Copy every line of the listing below that contains the string "blue".

**Records to process**

* * *

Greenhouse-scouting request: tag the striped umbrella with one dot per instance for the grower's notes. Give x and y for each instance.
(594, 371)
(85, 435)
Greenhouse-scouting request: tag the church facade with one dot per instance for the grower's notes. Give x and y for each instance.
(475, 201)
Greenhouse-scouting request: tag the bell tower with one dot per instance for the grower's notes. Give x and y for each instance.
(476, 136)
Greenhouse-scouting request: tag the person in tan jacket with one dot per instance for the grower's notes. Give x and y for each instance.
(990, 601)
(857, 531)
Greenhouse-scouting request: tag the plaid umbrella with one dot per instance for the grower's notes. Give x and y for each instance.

* * *

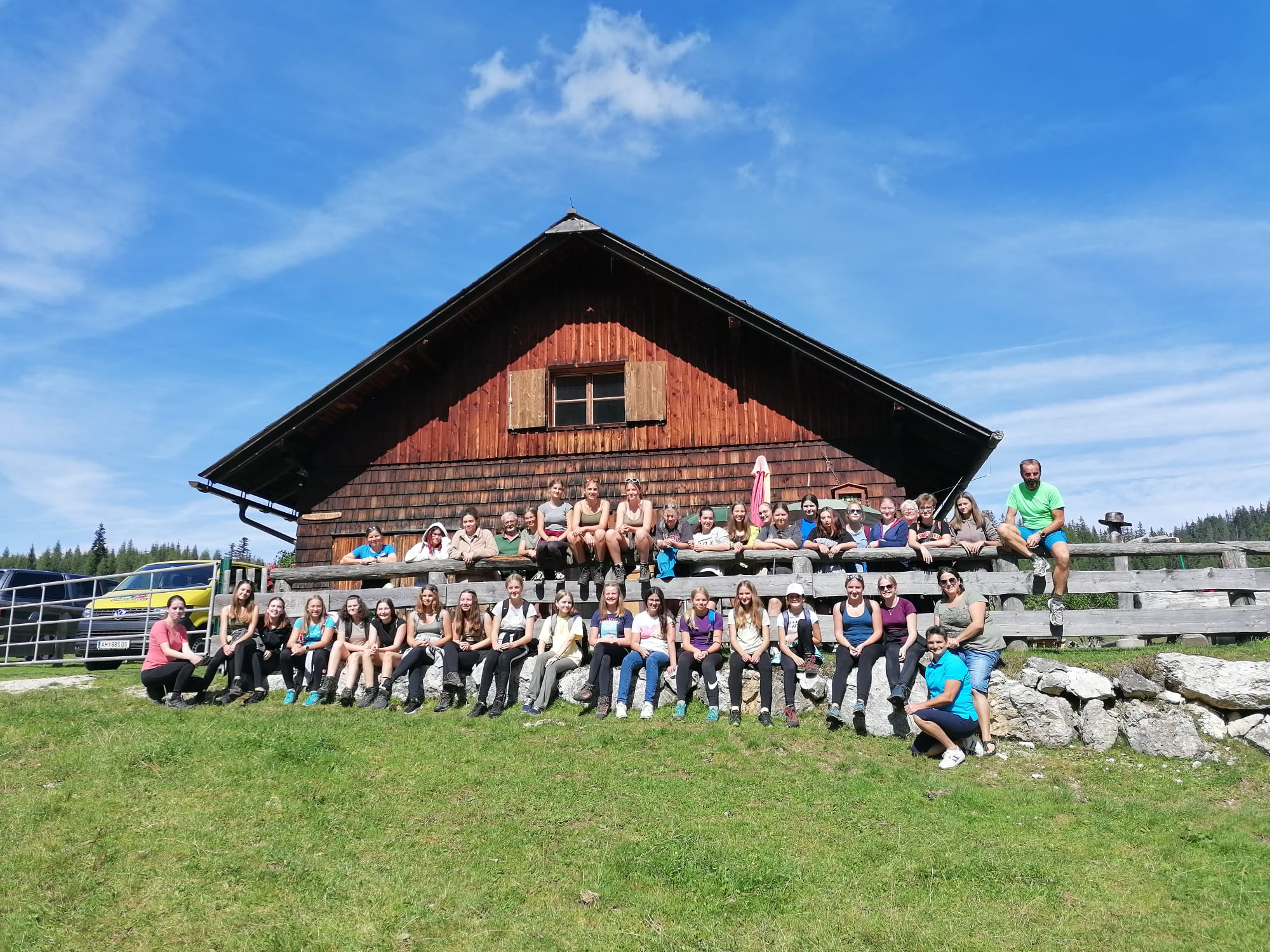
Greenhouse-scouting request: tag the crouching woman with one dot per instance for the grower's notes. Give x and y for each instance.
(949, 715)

* * *

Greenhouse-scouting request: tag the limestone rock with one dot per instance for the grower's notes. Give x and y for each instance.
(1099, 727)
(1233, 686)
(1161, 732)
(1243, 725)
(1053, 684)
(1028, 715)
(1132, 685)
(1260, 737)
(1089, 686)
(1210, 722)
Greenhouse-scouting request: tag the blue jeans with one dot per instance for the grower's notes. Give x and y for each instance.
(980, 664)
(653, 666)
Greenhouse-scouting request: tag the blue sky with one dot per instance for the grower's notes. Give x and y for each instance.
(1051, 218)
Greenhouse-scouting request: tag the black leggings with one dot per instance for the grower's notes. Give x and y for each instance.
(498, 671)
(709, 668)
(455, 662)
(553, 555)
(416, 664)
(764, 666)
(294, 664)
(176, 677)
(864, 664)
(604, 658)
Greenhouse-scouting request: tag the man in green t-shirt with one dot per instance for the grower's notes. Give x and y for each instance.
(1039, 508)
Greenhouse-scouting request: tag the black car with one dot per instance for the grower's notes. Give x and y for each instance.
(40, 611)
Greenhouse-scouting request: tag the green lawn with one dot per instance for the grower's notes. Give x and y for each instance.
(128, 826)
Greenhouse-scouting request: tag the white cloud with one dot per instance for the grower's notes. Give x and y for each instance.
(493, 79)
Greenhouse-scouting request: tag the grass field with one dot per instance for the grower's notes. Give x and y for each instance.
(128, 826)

* * *

**Solution for this problem**
Greenhouse-scouting request: tag the blue jeans with one dot per instance for the grower's notes. Give x and y for each instance.
Greenhouse-scouting request: tag the blue sky with one dot per instance for the grower's notes. Give x and y for each instance.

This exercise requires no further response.